Work request: In the records that follow, the lines from the one containing "of the flat-topped" to the one containing "of the rock", inclusive, are to be given again exactly.

Data in this exercise:
- - -
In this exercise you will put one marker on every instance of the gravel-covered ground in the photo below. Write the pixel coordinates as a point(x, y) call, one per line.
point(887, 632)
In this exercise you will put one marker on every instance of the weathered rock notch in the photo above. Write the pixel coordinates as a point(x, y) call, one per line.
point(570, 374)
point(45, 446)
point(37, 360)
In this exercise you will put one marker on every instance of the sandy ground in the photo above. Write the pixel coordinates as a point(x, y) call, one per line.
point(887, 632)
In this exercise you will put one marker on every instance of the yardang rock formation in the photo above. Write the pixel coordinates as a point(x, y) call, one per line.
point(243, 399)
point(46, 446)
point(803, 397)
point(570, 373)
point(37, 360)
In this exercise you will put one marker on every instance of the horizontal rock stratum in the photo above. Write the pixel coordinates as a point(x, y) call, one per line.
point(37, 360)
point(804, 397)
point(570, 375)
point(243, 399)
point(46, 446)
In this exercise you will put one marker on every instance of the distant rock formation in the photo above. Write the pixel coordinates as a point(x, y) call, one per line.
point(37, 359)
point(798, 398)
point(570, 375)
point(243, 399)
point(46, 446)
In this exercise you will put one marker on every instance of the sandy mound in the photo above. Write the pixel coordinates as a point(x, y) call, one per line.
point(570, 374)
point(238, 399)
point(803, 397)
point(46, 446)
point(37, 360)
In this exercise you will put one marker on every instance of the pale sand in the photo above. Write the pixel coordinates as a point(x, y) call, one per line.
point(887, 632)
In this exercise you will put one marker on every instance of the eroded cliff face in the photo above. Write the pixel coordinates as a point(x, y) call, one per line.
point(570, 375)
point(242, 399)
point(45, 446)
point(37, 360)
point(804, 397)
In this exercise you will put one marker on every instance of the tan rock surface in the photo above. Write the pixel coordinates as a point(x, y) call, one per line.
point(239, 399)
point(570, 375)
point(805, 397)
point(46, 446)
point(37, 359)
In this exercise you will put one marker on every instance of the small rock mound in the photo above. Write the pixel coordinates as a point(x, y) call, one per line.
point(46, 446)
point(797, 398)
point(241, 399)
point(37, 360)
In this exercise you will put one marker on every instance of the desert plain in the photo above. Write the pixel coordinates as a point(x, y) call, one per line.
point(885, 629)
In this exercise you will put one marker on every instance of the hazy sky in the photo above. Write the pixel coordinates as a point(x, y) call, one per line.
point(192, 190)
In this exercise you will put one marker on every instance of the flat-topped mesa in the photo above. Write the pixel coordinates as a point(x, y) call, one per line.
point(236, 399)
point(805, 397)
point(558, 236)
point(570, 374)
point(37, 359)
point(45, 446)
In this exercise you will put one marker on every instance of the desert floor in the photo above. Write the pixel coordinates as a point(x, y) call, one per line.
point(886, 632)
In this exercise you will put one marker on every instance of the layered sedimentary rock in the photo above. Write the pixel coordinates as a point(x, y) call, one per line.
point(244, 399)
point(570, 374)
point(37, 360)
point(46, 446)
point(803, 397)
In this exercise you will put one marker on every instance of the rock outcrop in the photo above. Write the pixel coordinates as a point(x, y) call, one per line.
- - -
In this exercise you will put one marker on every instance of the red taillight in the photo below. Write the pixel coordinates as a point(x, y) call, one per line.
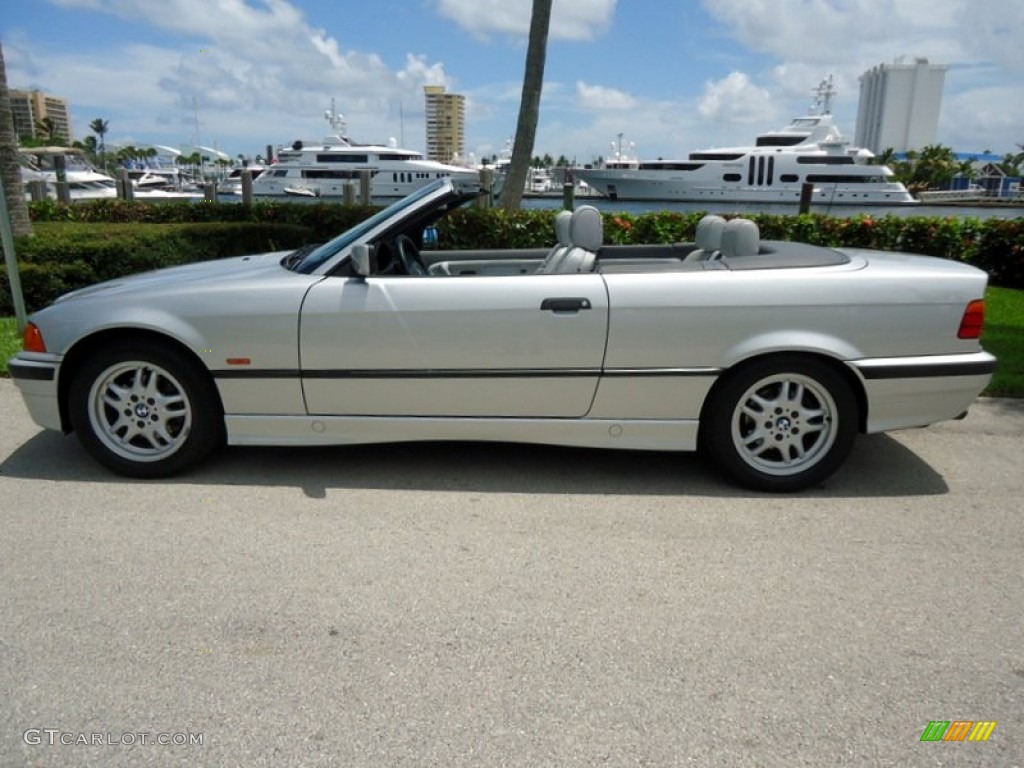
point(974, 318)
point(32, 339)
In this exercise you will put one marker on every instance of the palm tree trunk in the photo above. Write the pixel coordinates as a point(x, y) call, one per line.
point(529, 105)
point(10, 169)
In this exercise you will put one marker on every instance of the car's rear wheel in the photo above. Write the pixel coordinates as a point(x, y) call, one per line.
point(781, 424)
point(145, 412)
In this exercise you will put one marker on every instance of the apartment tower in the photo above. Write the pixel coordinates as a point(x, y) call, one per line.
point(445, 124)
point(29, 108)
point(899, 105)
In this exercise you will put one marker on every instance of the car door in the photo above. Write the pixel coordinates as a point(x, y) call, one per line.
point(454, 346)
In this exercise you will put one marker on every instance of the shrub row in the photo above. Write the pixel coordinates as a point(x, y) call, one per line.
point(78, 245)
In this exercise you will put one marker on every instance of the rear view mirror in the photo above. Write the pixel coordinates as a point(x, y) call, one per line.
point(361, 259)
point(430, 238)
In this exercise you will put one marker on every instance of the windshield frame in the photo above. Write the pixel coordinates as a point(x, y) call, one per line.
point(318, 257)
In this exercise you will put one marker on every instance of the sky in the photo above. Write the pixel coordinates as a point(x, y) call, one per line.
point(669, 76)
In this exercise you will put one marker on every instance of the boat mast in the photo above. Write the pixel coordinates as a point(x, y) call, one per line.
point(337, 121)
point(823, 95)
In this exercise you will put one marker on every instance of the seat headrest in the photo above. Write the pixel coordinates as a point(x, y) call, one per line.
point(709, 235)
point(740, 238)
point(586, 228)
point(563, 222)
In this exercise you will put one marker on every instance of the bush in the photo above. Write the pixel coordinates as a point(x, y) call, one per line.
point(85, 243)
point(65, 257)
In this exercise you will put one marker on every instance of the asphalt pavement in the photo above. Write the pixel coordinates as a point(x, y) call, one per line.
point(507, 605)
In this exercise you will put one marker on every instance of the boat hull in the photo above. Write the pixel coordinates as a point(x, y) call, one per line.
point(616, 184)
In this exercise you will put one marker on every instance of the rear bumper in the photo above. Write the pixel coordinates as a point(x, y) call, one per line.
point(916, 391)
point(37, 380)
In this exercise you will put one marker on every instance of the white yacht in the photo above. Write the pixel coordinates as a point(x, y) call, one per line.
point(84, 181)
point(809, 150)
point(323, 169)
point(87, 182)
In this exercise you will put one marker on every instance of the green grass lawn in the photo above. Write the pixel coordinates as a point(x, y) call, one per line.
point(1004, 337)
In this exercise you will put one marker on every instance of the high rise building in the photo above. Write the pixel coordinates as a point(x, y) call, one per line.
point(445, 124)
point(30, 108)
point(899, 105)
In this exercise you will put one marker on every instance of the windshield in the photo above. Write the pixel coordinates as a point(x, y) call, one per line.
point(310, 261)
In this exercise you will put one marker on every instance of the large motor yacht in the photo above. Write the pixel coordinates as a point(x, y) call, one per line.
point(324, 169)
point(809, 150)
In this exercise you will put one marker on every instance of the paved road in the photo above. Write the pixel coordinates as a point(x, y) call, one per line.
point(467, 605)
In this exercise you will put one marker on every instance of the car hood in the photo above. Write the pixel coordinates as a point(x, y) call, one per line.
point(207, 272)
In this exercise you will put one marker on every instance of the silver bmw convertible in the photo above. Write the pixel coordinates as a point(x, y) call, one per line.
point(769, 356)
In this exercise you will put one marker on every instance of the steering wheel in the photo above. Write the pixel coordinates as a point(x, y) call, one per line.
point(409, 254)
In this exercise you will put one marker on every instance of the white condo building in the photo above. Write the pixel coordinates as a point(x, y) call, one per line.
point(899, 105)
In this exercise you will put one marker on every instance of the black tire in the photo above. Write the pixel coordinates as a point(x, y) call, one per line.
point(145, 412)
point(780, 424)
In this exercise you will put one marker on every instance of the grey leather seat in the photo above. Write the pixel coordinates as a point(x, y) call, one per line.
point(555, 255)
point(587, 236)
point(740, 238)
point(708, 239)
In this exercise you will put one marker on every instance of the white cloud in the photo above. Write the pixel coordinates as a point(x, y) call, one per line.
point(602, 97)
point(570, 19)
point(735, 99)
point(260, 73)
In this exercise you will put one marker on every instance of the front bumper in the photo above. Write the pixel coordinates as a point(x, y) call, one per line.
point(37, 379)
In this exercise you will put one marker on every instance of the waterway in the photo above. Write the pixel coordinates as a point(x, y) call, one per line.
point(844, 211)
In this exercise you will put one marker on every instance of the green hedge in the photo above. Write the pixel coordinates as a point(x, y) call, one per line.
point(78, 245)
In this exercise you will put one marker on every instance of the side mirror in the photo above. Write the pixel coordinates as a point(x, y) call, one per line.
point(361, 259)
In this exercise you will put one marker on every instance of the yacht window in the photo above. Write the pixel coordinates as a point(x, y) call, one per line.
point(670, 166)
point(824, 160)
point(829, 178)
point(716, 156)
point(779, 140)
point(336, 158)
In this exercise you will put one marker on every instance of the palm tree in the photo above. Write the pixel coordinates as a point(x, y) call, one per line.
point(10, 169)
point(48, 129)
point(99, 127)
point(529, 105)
- - -
Answer section:
In this exercise you will put one marker on every instance of the flat-topped mesa in the photo above. Write the pixel coordinates as a point(x, y) call, one per line.
point(236, 399)
point(805, 397)
point(558, 236)
point(570, 374)
point(37, 359)
point(45, 446)
In this exercise you will put one marker on every instance of the desert floor in the photo above. Write the pixel coordinates as a point(x, y) call, one per line.
point(886, 632)
In this exercise you will put one marker on every instance of the layered sedimentary rock in the photo above. Write the pixel coordinates as a point(x, y) call, one per line.
point(244, 399)
point(570, 374)
point(37, 360)
point(46, 446)
point(803, 397)
In this exercise you will put one marker on every instance of the rock outcrop in the photo above. Write the pixel coordinates as a point(x, y) call, one per line.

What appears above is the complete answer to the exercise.